Notes on binary wheel packaging for C++ library wrappers

Recently I’ve been putting a bunch of spare coding time into a package I’m calling cyexiv2. It provides a Pythonic interface to the C++ library libexiv2, which reads and writes metadata embedded in digital photographs. It’s an API-compatible fork of py3exiv2. (Note: py3exiv2’s README describes it as an updated version of an older package called “pyexiv2” that only supported Python 2, but the “pyexiv2” package that’s currently on PyPI is a completely unrelated project. I haven’t been able to find a copy of the older pyexiv2.)

I started working on this package because my spouse, who is an avid amateur photographer, wanted to be able to use it on Windows without installing MSVC herself—so my goal from the beginning was to put binary wheels for Windows on PyPI. This has proven much more difficult than I anticipated—three weeks and I’m still not done—and I think my experiences might be relevant to the current conversation about improving packaging process and tools.

cyexiv2 is not on PyPI yet; the link above goes to the Git repo, and you might find it useful to page through the recent commit history while, or before, you read this.

We do have good tools for much of the job

The bulk of this post describes problems, so I want to start by saying that it could be much, much worse. I wouldn’t be attempting this if cibuildwheel didn’t already exist. I couldn’t attempt this if various CI companies weren’t willing to give back a little by offering free build cycles to open source projects. (I’m using Azure Pipelines because they offer Windows, MacOS, and Linux build environments all on the same service, but Microsoft isn’t the only outfit doing this.) My CI driver script is over a thousand lines long, but easily a third of it is devoted to making it easier to troubleshoot problems when I can’t interact directly with the build workers, and another big chunk is all about creating and validating sdists, not wheels. (And it would be shorter as a shell script, but also harder to debug.) My is quite short and straightforward, and would be shorter if some bugs in distutils and setuptools were fixed (see below).

◇ ◇ ◇ ◇ ◇ ◇ ◇

EXERCISES:
a) Name every operating system mentioned in the packaging notes.
b) From the packaging notes, quote the passage that starts with the words containing "Notes on binary" and ends with "the older pyexiv2.)".
The material after this point comes from a separate source, not from the packaging notes.

◇ ◇ ◇ ◇ ◇ ◇ ◇

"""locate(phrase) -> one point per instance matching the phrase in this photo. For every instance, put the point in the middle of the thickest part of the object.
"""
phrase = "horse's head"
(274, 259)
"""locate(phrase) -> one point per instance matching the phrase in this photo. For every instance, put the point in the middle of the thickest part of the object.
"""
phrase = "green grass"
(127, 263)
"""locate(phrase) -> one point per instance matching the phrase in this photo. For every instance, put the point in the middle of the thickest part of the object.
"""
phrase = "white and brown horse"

◇ ◇ ◇ ◇ ◇ ◇ ◇

ANSWERS TO THE EXERCISE:
a) Windows, MacOS, Linux

b)
Notes on binary wheel packaging for C++ library wrappers

Recently I’ve been putting a bunch of spare coding time into a package I’m calling cyexiv2. It provides a Pythonic interface to the C++ library libexiv2, which reads and writes metadata embedded in digital photographs. It’s an API-compatible fork of py3exiv2. (Note: py3exiv2’s README describes it as an updated version of an older package called “pyexiv2” that only supported Python 2, but the “pyexiv2” package that’s currently on PyPI is a completely unrelated project. I haven’t been able to find a copy of the older pyexiv2.)